→ WHAT YOU WILL DO:
Copy the items below word for word, from the line containing "target: bird's body" to the line containing "32 0 L 32 20", and leave the pictures out.

:: DATASET ENTRIES ::

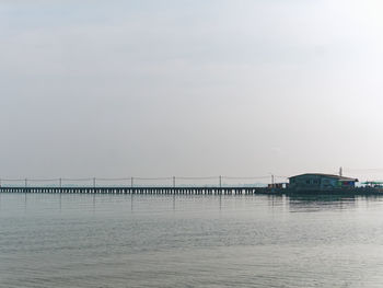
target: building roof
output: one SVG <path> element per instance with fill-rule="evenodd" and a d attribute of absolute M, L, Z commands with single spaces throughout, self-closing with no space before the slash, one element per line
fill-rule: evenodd
<path fill-rule="evenodd" d="M 323 176 L 323 177 L 330 177 L 330 178 L 337 178 L 339 181 L 355 181 L 358 182 L 358 178 L 351 178 L 351 177 L 344 177 L 339 175 L 334 175 L 334 174 L 325 174 L 325 173 L 304 173 L 295 176 L 291 176 L 289 178 L 294 178 L 294 177 L 300 177 L 300 176 L 309 176 L 309 175 L 315 175 L 315 176 Z"/>

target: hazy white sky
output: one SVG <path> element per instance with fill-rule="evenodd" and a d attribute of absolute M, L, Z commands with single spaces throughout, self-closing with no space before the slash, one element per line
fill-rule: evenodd
<path fill-rule="evenodd" d="M 0 177 L 381 169 L 382 13 L 380 0 L 0 0 Z"/>

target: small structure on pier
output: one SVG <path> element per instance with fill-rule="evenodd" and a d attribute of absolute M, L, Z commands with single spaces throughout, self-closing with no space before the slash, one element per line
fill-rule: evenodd
<path fill-rule="evenodd" d="M 355 188 L 358 178 L 333 174 L 305 173 L 289 177 L 289 189 L 297 192 L 323 192 Z"/>

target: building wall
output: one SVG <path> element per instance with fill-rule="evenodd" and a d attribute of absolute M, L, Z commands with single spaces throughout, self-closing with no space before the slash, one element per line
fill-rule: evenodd
<path fill-rule="evenodd" d="M 289 188 L 298 191 L 325 191 L 340 187 L 337 178 L 315 174 L 291 177 L 289 183 Z"/>

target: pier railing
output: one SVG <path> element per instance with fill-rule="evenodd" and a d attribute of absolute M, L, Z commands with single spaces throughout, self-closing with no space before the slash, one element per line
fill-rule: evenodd
<path fill-rule="evenodd" d="M 266 187 L 276 180 L 283 176 L 272 174 L 266 176 L 207 176 L 207 177 L 82 177 L 82 178 L 0 178 L 0 187 L 28 188 L 28 187 L 57 187 L 57 188 L 81 188 L 81 187 Z"/>

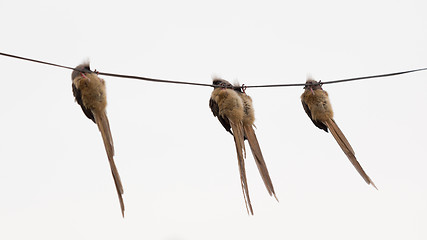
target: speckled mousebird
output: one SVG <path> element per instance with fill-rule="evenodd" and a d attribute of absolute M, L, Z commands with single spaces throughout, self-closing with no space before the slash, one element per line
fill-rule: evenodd
<path fill-rule="evenodd" d="M 90 71 L 89 63 L 83 63 L 77 66 L 71 78 L 76 102 L 81 106 L 86 117 L 98 125 L 98 129 L 101 132 L 108 161 L 110 163 L 111 173 L 113 174 L 114 183 L 116 185 L 122 216 L 124 217 L 123 186 L 116 164 L 114 163 L 113 138 L 105 112 L 107 106 L 105 82 L 103 79 L 99 78 L 97 74 Z"/>
<path fill-rule="evenodd" d="M 246 209 L 249 214 L 253 215 L 245 170 L 245 139 L 249 142 L 249 146 L 268 193 L 273 195 L 276 199 L 277 197 L 253 129 L 255 115 L 252 99 L 241 91 L 240 88 L 233 89 L 233 85 L 224 79 L 215 78 L 213 80 L 213 85 L 219 87 L 214 88 L 209 100 L 209 107 L 225 130 L 234 137 L 240 171 L 240 182 Z"/>
<path fill-rule="evenodd" d="M 335 123 L 328 93 L 322 89 L 322 86 L 317 81 L 311 78 L 307 79 L 304 89 L 305 91 L 301 95 L 301 102 L 308 117 L 316 127 L 326 132 L 328 132 L 328 129 L 331 131 L 332 136 L 365 182 L 377 188 L 357 161 L 353 148 Z"/>

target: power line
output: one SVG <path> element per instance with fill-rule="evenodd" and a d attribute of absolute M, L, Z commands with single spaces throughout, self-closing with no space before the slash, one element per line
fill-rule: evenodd
<path fill-rule="evenodd" d="M 16 56 L 16 55 L 12 55 L 12 54 L 7 54 L 7 53 L 2 53 L 2 52 L 0 52 L 0 55 L 6 56 L 6 57 L 10 57 L 10 58 L 16 58 L 16 59 L 21 59 L 21 60 L 25 60 L 25 61 L 30 61 L 30 62 L 36 62 L 36 63 L 46 64 L 46 65 L 50 65 L 50 66 L 54 66 L 54 67 L 60 67 L 60 68 L 66 68 L 66 69 L 70 69 L 70 70 L 82 71 L 82 70 L 75 69 L 73 67 L 68 67 L 68 66 L 64 66 L 64 65 L 59 65 L 59 64 L 45 62 L 45 61 L 40 61 L 40 60 L 36 60 L 36 59 L 31 59 L 31 58 L 20 57 L 20 56 Z M 391 77 L 391 76 L 403 75 L 403 74 L 408 74 L 408 73 L 413 73 L 413 72 L 420 72 L 420 71 L 425 71 L 425 70 L 427 70 L 427 68 L 419 68 L 419 69 L 402 71 L 402 72 L 385 73 L 385 74 L 378 74 L 378 75 L 371 75 L 371 76 L 364 76 L 364 77 L 356 77 L 356 78 L 346 78 L 346 79 L 340 79 L 340 80 L 331 80 L 331 81 L 322 81 L 322 82 L 319 81 L 319 84 L 334 84 L 334 83 L 342 83 L 342 82 L 359 81 L 359 80 L 371 79 L 371 78 Z M 98 75 L 109 76 L 109 77 L 129 78 L 129 79 L 137 79 L 137 80 L 150 81 L 150 82 L 161 82 L 161 83 L 172 83 L 172 84 L 185 84 L 185 85 L 204 86 L 204 87 L 223 87 L 223 86 L 217 86 L 217 85 L 206 84 L 206 83 L 174 81 L 174 80 L 165 80 L 165 79 L 156 79 L 156 78 L 147 78 L 147 77 L 140 77 L 140 76 L 116 74 L 116 73 L 98 72 L 96 70 L 95 71 L 83 70 L 83 71 L 84 72 L 96 73 Z M 252 85 L 252 86 L 246 86 L 245 85 L 244 88 L 298 87 L 298 86 L 305 86 L 305 83 L 269 84 L 269 85 Z M 237 87 L 234 87 L 234 88 L 235 89 L 239 89 L 239 88 L 242 88 L 242 87 L 243 86 L 237 86 Z"/>

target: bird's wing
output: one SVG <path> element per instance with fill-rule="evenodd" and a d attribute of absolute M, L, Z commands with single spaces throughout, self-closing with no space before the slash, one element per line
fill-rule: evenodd
<path fill-rule="evenodd" d="M 219 114 L 218 103 L 215 100 L 213 100 L 212 98 L 209 100 L 209 107 L 211 108 L 213 115 L 215 117 L 218 117 L 219 122 L 225 128 L 225 130 L 227 130 L 227 132 L 233 134 L 231 132 L 230 122 L 228 121 L 227 118 L 224 118 Z"/>
<path fill-rule="evenodd" d="M 73 87 L 73 95 L 74 95 L 74 98 L 76 99 L 76 102 L 80 105 L 86 117 L 88 117 L 90 120 L 96 123 L 95 117 L 93 116 L 92 111 L 87 109 L 83 104 L 82 94 L 80 90 L 76 87 L 76 85 L 74 85 L 74 83 L 72 84 L 72 87 Z"/>
<path fill-rule="evenodd" d="M 302 103 L 302 106 L 304 107 L 305 112 L 307 113 L 310 120 L 314 123 L 314 125 L 316 125 L 316 127 L 320 128 L 320 129 L 324 130 L 325 132 L 328 132 L 328 127 L 324 123 L 322 123 L 320 121 L 313 120 L 313 117 L 311 116 L 311 111 L 310 111 L 310 108 L 308 107 L 308 105 L 303 100 L 301 100 L 301 103 Z"/>

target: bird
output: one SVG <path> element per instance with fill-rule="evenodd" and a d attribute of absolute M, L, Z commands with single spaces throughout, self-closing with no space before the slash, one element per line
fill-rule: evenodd
<path fill-rule="evenodd" d="M 347 138 L 344 136 L 341 129 L 336 124 L 332 105 L 329 100 L 329 95 L 325 90 L 322 89 L 321 82 L 317 82 L 316 80 L 309 77 L 305 83 L 304 89 L 304 93 L 301 95 L 301 102 L 308 117 L 319 129 L 322 129 L 325 132 L 328 132 L 328 129 L 330 130 L 338 145 L 341 147 L 347 158 L 350 160 L 365 182 L 378 190 L 374 182 L 366 174 L 365 170 L 363 170 L 362 166 L 357 161 L 353 148 L 351 147 Z"/>
<path fill-rule="evenodd" d="M 117 195 L 119 197 L 122 217 L 124 217 L 125 205 L 122 196 L 124 191 L 119 172 L 114 163 L 113 138 L 111 136 L 110 124 L 105 110 L 107 106 L 105 81 L 90 70 L 88 62 L 74 68 L 71 79 L 75 101 L 80 105 L 86 117 L 92 120 L 101 132 Z"/>
<path fill-rule="evenodd" d="M 252 99 L 243 92 L 241 88 L 235 88 L 233 84 L 224 79 L 214 78 L 213 85 L 215 87 L 209 99 L 209 107 L 225 130 L 233 135 L 246 210 L 248 214 L 253 215 L 245 170 L 245 140 L 249 142 L 249 146 L 268 193 L 270 196 L 274 196 L 276 200 L 277 197 L 253 129 L 255 115 Z"/>

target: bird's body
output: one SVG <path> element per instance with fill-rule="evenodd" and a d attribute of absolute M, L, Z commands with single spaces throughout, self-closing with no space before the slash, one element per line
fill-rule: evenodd
<path fill-rule="evenodd" d="M 312 79 L 307 80 L 304 88 L 305 91 L 301 95 L 301 102 L 311 121 L 316 127 L 326 132 L 328 132 L 328 129 L 330 130 L 338 145 L 341 147 L 359 174 L 363 177 L 365 182 L 377 188 L 357 161 L 353 148 L 342 133 L 341 129 L 335 123 L 333 118 L 334 113 L 332 111 L 328 93 L 322 89 L 321 85 L 317 81 Z"/>
<path fill-rule="evenodd" d="M 90 71 L 89 64 L 87 63 L 77 66 L 76 69 L 77 70 L 74 70 L 72 73 L 73 94 L 84 114 L 97 124 L 98 129 L 101 132 L 114 183 L 116 185 L 122 216 L 124 216 L 124 203 L 122 197 L 123 186 L 119 172 L 114 163 L 113 138 L 111 136 L 110 124 L 105 111 L 107 106 L 105 82 L 95 73 L 85 73 L 86 71 Z"/>
<path fill-rule="evenodd" d="M 267 191 L 270 195 L 274 195 L 274 197 L 276 195 L 253 129 L 255 115 L 252 107 L 252 99 L 246 93 L 233 90 L 233 85 L 223 79 L 214 79 L 213 84 L 222 87 L 216 87 L 213 90 L 209 106 L 225 130 L 230 132 L 234 137 L 246 209 L 248 213 L 253 214 L 245 170 L 245 139 L 249 141 L 252 154 L 264 184 L 267 187 Z"/>

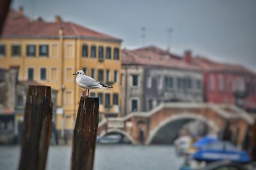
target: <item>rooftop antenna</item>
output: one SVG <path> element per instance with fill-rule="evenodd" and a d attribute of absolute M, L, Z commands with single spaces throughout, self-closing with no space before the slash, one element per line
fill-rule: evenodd
<path fill-rule="evenodd" d="M 172 40 L 172 33 L 173 31 L 173 29 L 172 28 L 169 28 L 167 29 L 167 38 L 168 38 L 168 42 L 167 42 L 167 51 L 170 52 L 171 50 L 171 40 Z"/>
<path fill-rule="evenodd" d="M 143 27 L 141 28 L 141 31 L 142 31 L 142 34 L 141 34 L 141 38 L 142 38 L 142 45 L 143 46 L 145 46 L 145 41 L 146 38 L 146 28 Z"/>
<path fill-rule="evenodd" d="M 32 0 L 32 20 L 35 20 L 35 0 Z"/>

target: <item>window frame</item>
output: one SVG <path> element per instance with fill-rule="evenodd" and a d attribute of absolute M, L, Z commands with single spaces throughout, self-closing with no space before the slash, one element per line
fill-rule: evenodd
<path fill-rule="evenodd" d="M 19 47 L 19 54 L 13 53 L 14 47 Z M 21 57 L 21 45 L 20 44 L 12 44 L 11 46 L 11 53 L 12 57 Z"/>
<path fill-rule="evenodd" d="M 56 80 L 53 80 L 52 78 L 52 69 L 55 68 L 56 69 Z M 51 81 L 59 81 L 59 70 L 58 69 L 58 67 L 50 67 L 50 78 L 49 78 Z"/>
<path fill-rule="evenodd" d="M 107 100 L 107 96 L 108 96 L 109 97 L 109 101 L 108 101 Z M 104 103 L 104 106 L 105 106 L 105 108 L 109 108 L 109 107 L 111 107 L 111 96 L 110 95 L 110 93 L 105 93 L 105 103 Z M 108 101 L 108 103 L 107 103 L 107 102 Z M 108 104 L 108 105 L 107 105 L 107 104 Z"/>
<path fill-rule="evenodd" d="M 42 76 L 41 76 L 41 73 L 42 73 L 42 69 L 45 69 L 45 80 L 44 80 L 44 79 L 42 79 Z M 39 69 L 39 77 L 40 77 L 40 81 L 47 81 L 47 68 L 46 67 L 40 67 L 40 69 Z"/>
<path fill-rule="evenodd" d="M 102 71 L 102 80 L 100 80 L 100 71 Z M 101 83 L 104 82 L 104 69 L 98 69 L 98 81 L 99 82 L 101 82 Z"/>
<path fill-rule="evenodd" d="M 93 53 L 93 52 L 94 52 L 94 53 Z M 93 53 L 94 53 L 95 56 L 93 55 Z M 96 45 L 91 45 L 91 55 L 90 55 L 90 56 L 91 56 L 91 58 L 93 58 L 93 59 L 97 58 L 97 46 L 96 46 Z"/>
<path fill-rule="evenodd" d="M 47 46 L 47 53 L 44 54 L 42 53 L 42 46 Z M 49 45 L 47 44 L 40 44 L 39 45 L 39 57 L 49 57 Z"/>
<path fill-rule="evenodd" d="M 99 46 L 98 58 L 99 60 L 104 60 L 104 46 L 100 45 Z"/>
<path fill-rule="evenodd" d="M 28 53 L 29 46 L 33 46 L 35 48 L 35 53 L 32 55 Z M 36 45 L 33 44 L 27 44 L 26 46 L 26 55 L 27 56 L 27 57 L 35 57 L 36 56 Z"/>
<path fill-rule="evenodd" d="M 115 97 L 116 97 L 116 103 L 115 103 Z M 113 105 L 118 106 L 118 93 L 113 93 Z"/>
<path fill-rule="evenodd" d="M 111 47 L 107 46 L 106 48 L 106 59 L 111 60 Z"/>
<path fill-rule="evenodd" d="M 137 84 L 136 85 L 134 85 L 134 76 L 137 76 Z M 131 86 L 132 87 L 139 87 L 139 74 L 131 74 L 131 79 L 132 79 L 132 81 L 131 81 Z"/>
<path fill-rule="evenodd" d="M 101 101 L 100 101 L 100 96 L 101 96 Z M 98 98 L 99 98 L 99 104 L 100 105 L 104 104 L 104 101 L 103 101 L 103 93 L 102 92 L 98 92 Z"/>
<path fill-rule="evenodd" d="M 84 47 L 86 47 L 86 55 L 84 55 Z M 83 58 L 88 58 L 88 45 L 87 44 L 83 44 L 82 45 L 82 57 Z"/>
<path fill-rule="evenodd" d="M 29 79 L 29 69 L 33 69 L 33 78 L 32 80 Z M 34 81 L 35 80 L 35 67 L 29 67 L 27 69 L 27 80 L 28 81 Z"/>
<path fill-rule="evenodd" d="M 5 57 L 6 56 L 6 45 L 5 44 L 0 44 L 0 52 L 1 52 L 1 48 L 3 49 L 3 54 L 0 53 L 0 57 Z"/>
<path fill-rule="evenodd" d="M 114 60 L 119 60 L 120 59 L 120 50 L 118 47 L 114 48 Z"/>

:::

→ THE REPLY:
target: bird's body
output: one SVG <path> element per instance with fill-rule="evenodd" and a d attribute of absolute M, L, Z commands with single spaces throughout, self-closing with no space before the slash, one element per line
fill-rule: evenodd
<path fill-rule="evenodd" d="M 312 79 L 307 80 L 304 88 L 305 91 L 301 95 L 301 102 L 311 121 L 316 127 L 326 132 L 328 132 L 328 129 L 330 130 L 338 145 L 341 147 L 359 174 L 363 177 L 365 182 L 377 188 L 357 161 L 353 148 L 342 133 L 341 129 L 335 123 L 333 118 L 334 113 L 332 111 L 328 93 L 322 89 L 321 85 L 317 81 Z"/>
<path fill-rule="evenodd" d="M 90 71 L 89 64 L 87 63 L 77 66 L 76 69 L 77 70 L 74 70 L 72 73 L 73 94 L 84 114 L 97 124 L 98 129 L 101 132 L 114 183 L 116 185 L 122 216 L 124 216 L 124 203 L 122 197 L 123 186 L 119 172 L 114 163 L 113 138 L 111 136 L 110 124 L 105 111 L 107 106 L 105 82 L 95 73 L 85 73 L 86 71 Z"/>
<path fill-rule="evenodd" d="M 267 191 L 270 195 L 274 195 L 274 197 L 276 195 L 253 129 L 255 115 L 252 107 L 252 99 L 246 93 L 233 90 L 233 85 L 223 79 L 214 79 L 213 84 L 222 87 L 216 87 L 213 90 L 209 106 L 225 130 L 230 132 L 234 137 L 246 209 L 248 213 L 253 214 L 245 170 L 245 139 L 249 141 L 252 154 L 264 184 L 267 187 Z"/>

target: <item>rooftop antenna</item>
output: one SVG <path> element per instance with fill-rule="evenodd" and a d attribute of absolute M, L, Z commands with single spaces throughout, self-closing with no space before the slash, one element per line
fill-rule: evenodd
<path fill-rule="evenodd" d="M 172 40 L 172 33 L 173 31 L 173 29 L 172 28 L 169 28 L 167 29 L 167 38 L 168 38 L 168 42 L 167 42 L 167 51 L 170 52 L 171 50 L 171 40 Z"/>
<path fill-rule="evenodd" d="M 143 27 L 141 28 L 141 31 L 142 31 L 142 34 L 141 34 L 141 38 L 142 38 L 142 45 L 143 46 L 145 46 L 145 41 L 146 38 L 146 28 Z"/>
<path fill-rule="evenodd" d="M 32 0 L 32 20 L 35 20 L 35 0 Z"/>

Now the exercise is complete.